_DIRECTION:_ Copy the records below exactly, leaving out every picture.

>> Start DATA ROWS

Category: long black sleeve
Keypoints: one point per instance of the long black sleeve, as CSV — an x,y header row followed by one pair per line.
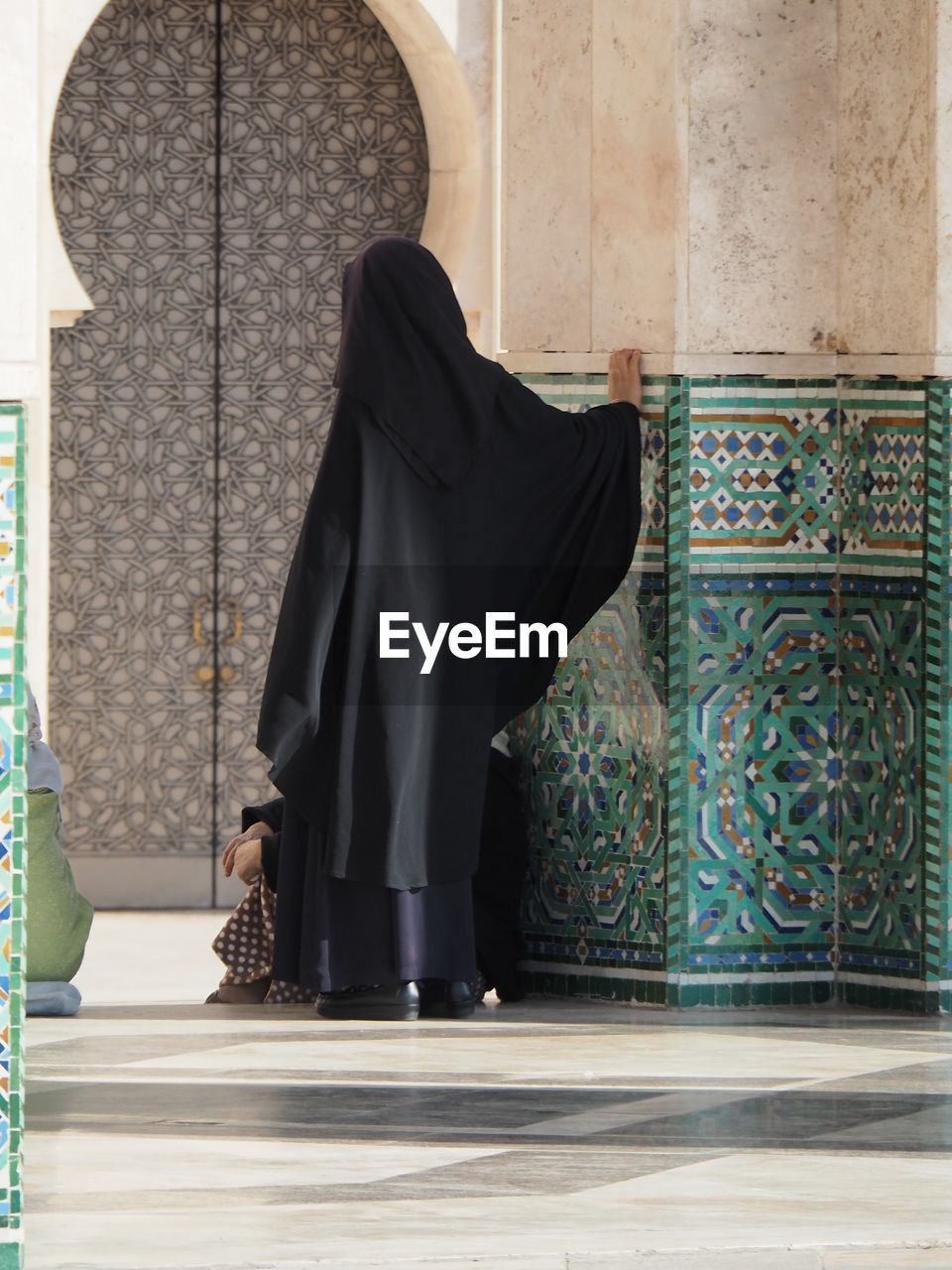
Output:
x,y
272,813
271,848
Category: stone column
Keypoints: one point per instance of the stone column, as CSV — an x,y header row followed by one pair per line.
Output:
x,y
752,193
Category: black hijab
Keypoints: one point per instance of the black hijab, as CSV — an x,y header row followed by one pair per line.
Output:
x,y
447,490
405,353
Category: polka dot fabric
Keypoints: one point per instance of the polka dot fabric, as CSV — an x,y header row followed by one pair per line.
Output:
x,y
245,944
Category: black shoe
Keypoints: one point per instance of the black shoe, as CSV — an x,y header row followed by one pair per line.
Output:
x,y
400,1001
442,998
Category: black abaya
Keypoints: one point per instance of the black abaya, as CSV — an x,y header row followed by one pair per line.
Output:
x,y
470,498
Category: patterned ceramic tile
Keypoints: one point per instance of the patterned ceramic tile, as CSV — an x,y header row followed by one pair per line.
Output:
x,y
765,468
597,801
884,477
12,826
791,647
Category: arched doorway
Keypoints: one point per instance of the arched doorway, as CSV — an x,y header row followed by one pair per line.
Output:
x,y
213,167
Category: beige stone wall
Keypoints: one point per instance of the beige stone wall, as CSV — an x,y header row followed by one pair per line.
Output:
x,y
725,181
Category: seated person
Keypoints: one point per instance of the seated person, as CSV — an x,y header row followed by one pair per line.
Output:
x,y
58,917
246,940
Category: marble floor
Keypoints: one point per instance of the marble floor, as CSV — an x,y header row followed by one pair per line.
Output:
x,y
163,1133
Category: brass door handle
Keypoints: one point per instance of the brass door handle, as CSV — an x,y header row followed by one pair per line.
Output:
x,y
206,674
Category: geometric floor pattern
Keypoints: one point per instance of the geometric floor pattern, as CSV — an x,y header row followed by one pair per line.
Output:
x,y
535,1135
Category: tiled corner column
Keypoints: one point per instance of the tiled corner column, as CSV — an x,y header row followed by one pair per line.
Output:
x,y
753,693
13,733
937,711
772,843
597,748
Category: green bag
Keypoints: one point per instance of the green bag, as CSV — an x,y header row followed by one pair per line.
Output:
x,y
58,917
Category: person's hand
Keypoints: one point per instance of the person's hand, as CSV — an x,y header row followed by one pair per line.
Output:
x,y
625,376
252,837
246,861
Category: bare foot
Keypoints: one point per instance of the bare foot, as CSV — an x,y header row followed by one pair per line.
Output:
x,y
625,376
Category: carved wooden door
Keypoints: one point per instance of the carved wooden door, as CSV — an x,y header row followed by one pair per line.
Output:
x,y
214,167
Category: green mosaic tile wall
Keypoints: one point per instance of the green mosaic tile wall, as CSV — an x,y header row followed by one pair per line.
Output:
x,y
13,733
730,798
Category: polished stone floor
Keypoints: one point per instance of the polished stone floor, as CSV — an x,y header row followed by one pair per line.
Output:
x,y
549,1134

>> End DATA ROWS

_WRITTEN RESPONSE:_
Category: long black sleeve
Keypoints: one point per instance of the long black sleeve, as CSV — an x,y header row followed by one pair per line.
Output:
x,y
272,813
271,848
Category: stone column
Keypoints: one point per instance of the stone column, as CSV — an x,y header row followed by one pair per line.
Output:
x,y
752,193
Category: black hijab
Keypoints: one point per instance of the black hijab, as CSV — an x,y header row followed by one pair per line.
Output:
x,y
447,490
405,353
Category: polka dot fabric
Keypoints: one point per instance of the polka dot fabric, as CSV — an x,y header row followed by one pair per line.
Output:
x,y
245,944
Category: black shoe
Keypoints: one point per instance of the black shoe, as CSV — an x,y header row followed by one pair per line.
Output:
x,y
400,1001
442,998
Category: black abaya
Keypoints: one point per instance of the black abaya, as CSV — an x,y header row followed by one pair per line.
Output:
x,y
470,498
Category: patterned ceramic tile
Keypoints: one point per instance of the patterned ceramic tile, as CSV — an x,y header row followed by one pair per line.
Output:
x,y
765,468
597,801
884,477
12,826
791,647
Category: arched doorway
Keypoints: one point per instance of the arched doorway, as CSV — an x,y header row followed by one pair per line.
Output:
x,y
213,167
Category: beige stone wall
Keypoints: one point per instance of the beige stone wall, as CSV — an x,y header row followed by one pair per line.
Output:
x,y
725,181
Category: seated person
Keypoints: one point per instance of the seated person, as CSV — an x,y header row followed by one pair per line.
Output:
x,y
58,917
246,940
Category: marble floor
Keypoints: one point per instance of the marble floor, as CSV — an x,y header row followed by one pair per line.
Output:
x,y
163,1133
Category: brass door handle
Keypoints: one point per instance of the brass door handle, as CSV — an x,y header row followed by one pair per line.
Output:
x,y
206,674
Category: geometric floor pattern
Keypoints: one point per instance of the geometric floor pattern, as CSV — an x,y header row followed by one pair per line.
Output:
x,y
535,1135
Category: tiled corner column
Keypoints: one point per instance of the tiled corner column, as CSV — an x,y header row followed by one pair per line.
Output:
x,y
753,693
13,733
937,711
772,843
597,748
Category: green bag
Keypoints: one point per instance of the green bag, as CSV — an x,y header row followed by one pair per line.
Output:
x,y
58,917
Category: person's hand
Keypoints: one point per instance of the person's hand, as CSV — an x,y header row followed by one pair per line.
Output:
x,y
625,376
252,837
246,861
Category: bare foot
Keypoints: one point per instance of the bare foot, as CSV — an x,y header row followed by one pair per line.
Output:
x,y
625,376
Category: carved wooden door
Keypoints: one point per instance of the carved wooden door, as CSV — an x,y header row followed by one pair per line.
Output:
x,y
214,167
Category: green mosaic tile wall
Keypoints: one point per instance of the green mosaic tile wall, as CSV — an x,y header row followed by one pair per line.
Output:
x,y
13,733
730,798
Category: polished stone floor
Keypoints: one point per instance of the polished stone floor, as CSV — an x,y header row followed by one pair per line.
Output:
x,y
549,1134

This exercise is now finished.